━━━━━ Kutipan terpilih ━━━━━

Bau malaadministrasi di Disnaker Banten: "Itu pengawasnya sudah dikasih uang..."
Perjalanan sejauh tujuh puluh kilometer ditempuh Ardi Adnan dari kediamannya hingga tiba di Kantor Dinas Tenaga Kerja dan Transmigrasi (Disnakertrans) Provinsi Banten pada 7 Januari 2021. Menggunakan motor bebek andalannya, lebih dari dua jam dia habiskan untuk membelah aspal jalanan.
Hari itu, ia dijadwalkan bertemu Rahmatullah, penyidik pegawai negeri Sipil (PPNS) Disnakertrans Provinsi Banten. Harapan Ketua Advokasi dan Hukum Organisasi Pekerja Seluruh Indonesia (OPSI) membuncah. Di tangannya, ada sebundel dokumen aduan dari 20 kliennya yang rata-rata berprofesi sebagai buruh.
Mayoritas kliennya mengadukan persoalan klasik yang dialami buruh kecil, semisal honor yang dibayarkan perusahaan berada di bawah standar upah minimum, kelebihan jam kerja, dan tidak adanya jaminan sosial dan ketenagakerjaan bagi buruh.
Namun, isi pertemuan itu bikin Ardi kecele. Setelah berbincang ngalor-ngidul soal permasalahan-permasalahan di ranah ketenagakerjaan, Rahmatullah tak menyinggung kasus-kasus yang tengah ditangani OPSI. Menurut Ardi, Rahmatullah malah menyarankan dia beralih profesi.
"Lalu, dia (Rahmatullah) bilang, 'Bapak kalau di OPSI kan enggak dapat uang. Saya sarankan ada dua saran kalau mau dapat uang. Mau jadi konsultan perusahaan atau buka perusahaan outsourcing? Begitu,” ucap Ardi menirukan percakapannya dengan Rahmatullah kepada Alinea.id, Minggu (24/10).
Tawaran itu sontak bikin Ardi kaget. Sebelumnya, ia berpikir pertemuan itu digelar untuk mencari solusi terkait kasus-kasus sengketa buruh yang ditangani OPSI. Apalagi, sudah lebih dari setahun kasus-kasus tersebut mandek tanpa ada kejelasan.

━━━━━ Data yang diambil ━━━━━

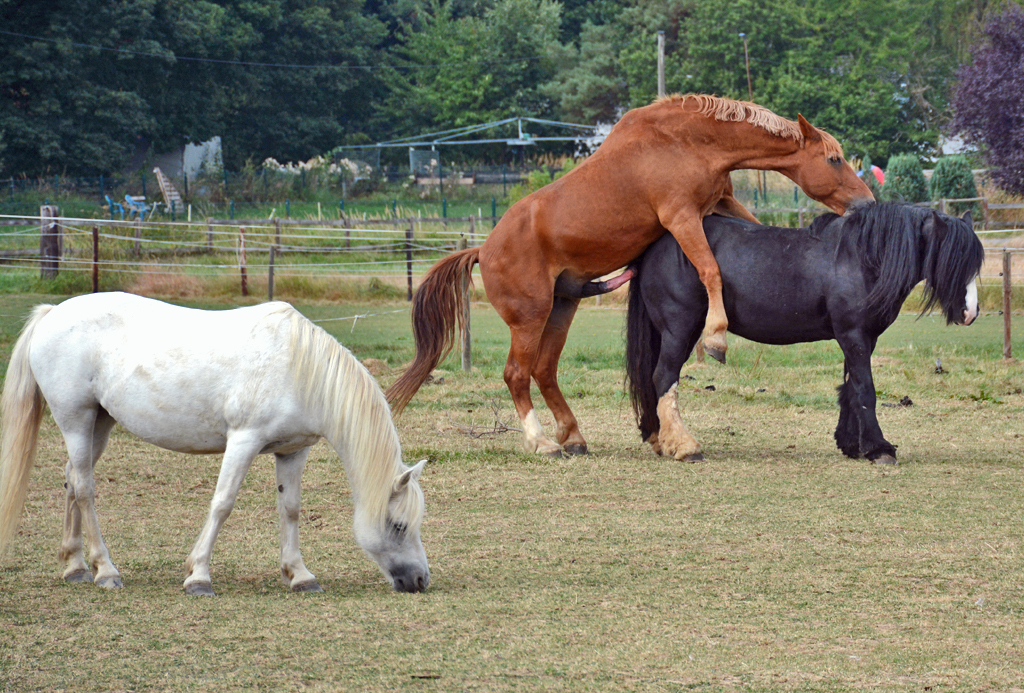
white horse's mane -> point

━━━━━
━━━━━ Data yang diambil ━━━━━

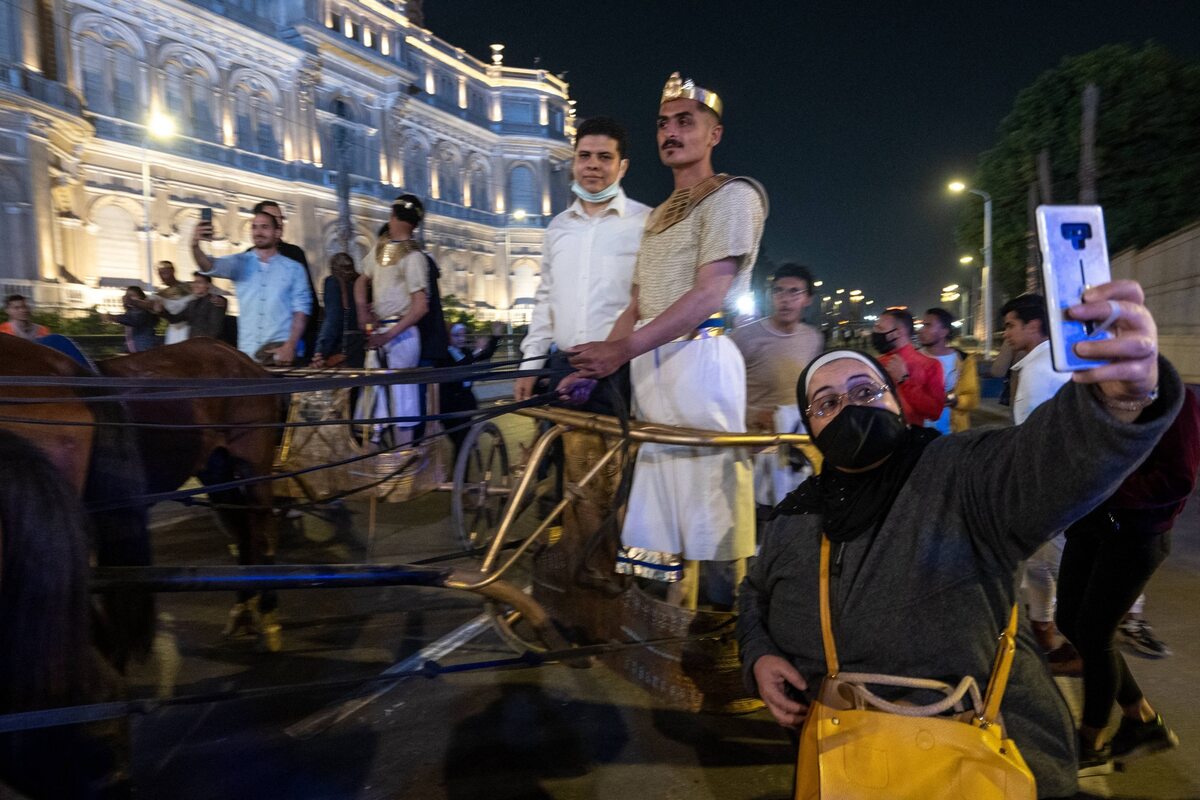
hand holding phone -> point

━━━━━

◆ Tugas ◆
a - Jawab pertanyaan berikut berdasarkan artikel tentang Disnakertrans Banten.
(i) Berapa jarak yang ditempuh Ardi Adnan dari kediamannya ke Kantor Disnakertrans Provinsi Banten?
(ii) Dokumen aduan yang dibawa Ardi berasal dari berapa kliennya?
(iii) Dua pilihan pekerjaan apa yang disarankan Rahmatullah kepada Ardi?
b - Tuliskan lanjutan artikel tentang Disnakertrans Banten setelah kalimat terakhirnya.

◆ Jawaban berurutan ◆
a -
(i) Tujuh puluh kilometer.
(ii) Dari 20 kliennya.
(iii) Menjadi konsultan perusahaan atau membuka perusahaan outsourcing.

b -
Syahdan, Ardi menolak tawaran Rahmatullah. Menurut dia, rayuan untuk beralih profesi merupakan upaya menjegal langkah advokasi OPSI. Meski tak punya bukti, ia menduga ada permainan antara pihak perusahaan yang digugat OPSI dengan oknum di Disnakertrans Banten.
Kecurigaan itu menguat saat Ardi mendapat informasi mengenai adanya uang pelicin yang diterima pengawas ketenagakerjaan di Disnakertrans Banten untuk mengabaikan aduan permasalahan tenaga kerja. Bocoran itu ia dengar dari pihak perusahaan penyalur tenaga kerja di Banten dalam salah satu audiensi dengan OPSI.
"Saya tidak melihat langsung. Tetapi, ketika saya gugat salah satu perusahaan outsourcing di situ, nah, tiba-tiba ada orang outsorcing ngomong, 'Itu pengawasnya sudah dikasih uang.' 'Berapa sih?' Saya bilang gitu. Terus dijawab, ‘Ya, sekitar Rp15 juta.' 'Ngapain ngasih ke pengawas, bayar aja itu haknya buruh.' Saya gituin,” ujar Ardi.
Ardi juga menemukan kejanggalan dalam pemeriksaan terhadap para kliennya oleh PPNS Disnakertrans. Menurut pria berusia 55 tahun itu, pertanyaan-pertanyaan yang ditanyakan kepada kliennya oleh justru malah melenceng dari substansi.
"Bukan persoalan upah yang ditanyakan, tetapi soal kuasa yang mereka (buruh) berikan ke saya yang dipersoalkan. Jadi, yang ditanya, 'Kamu benar enggak memberi kuasa ke Pak Ardi? Benar enggak kamu tanda tangani? Coba kamu tanda tangan! Cocok apa enggak?'" tutur Ardi menirukan pengakuan dari kliennya.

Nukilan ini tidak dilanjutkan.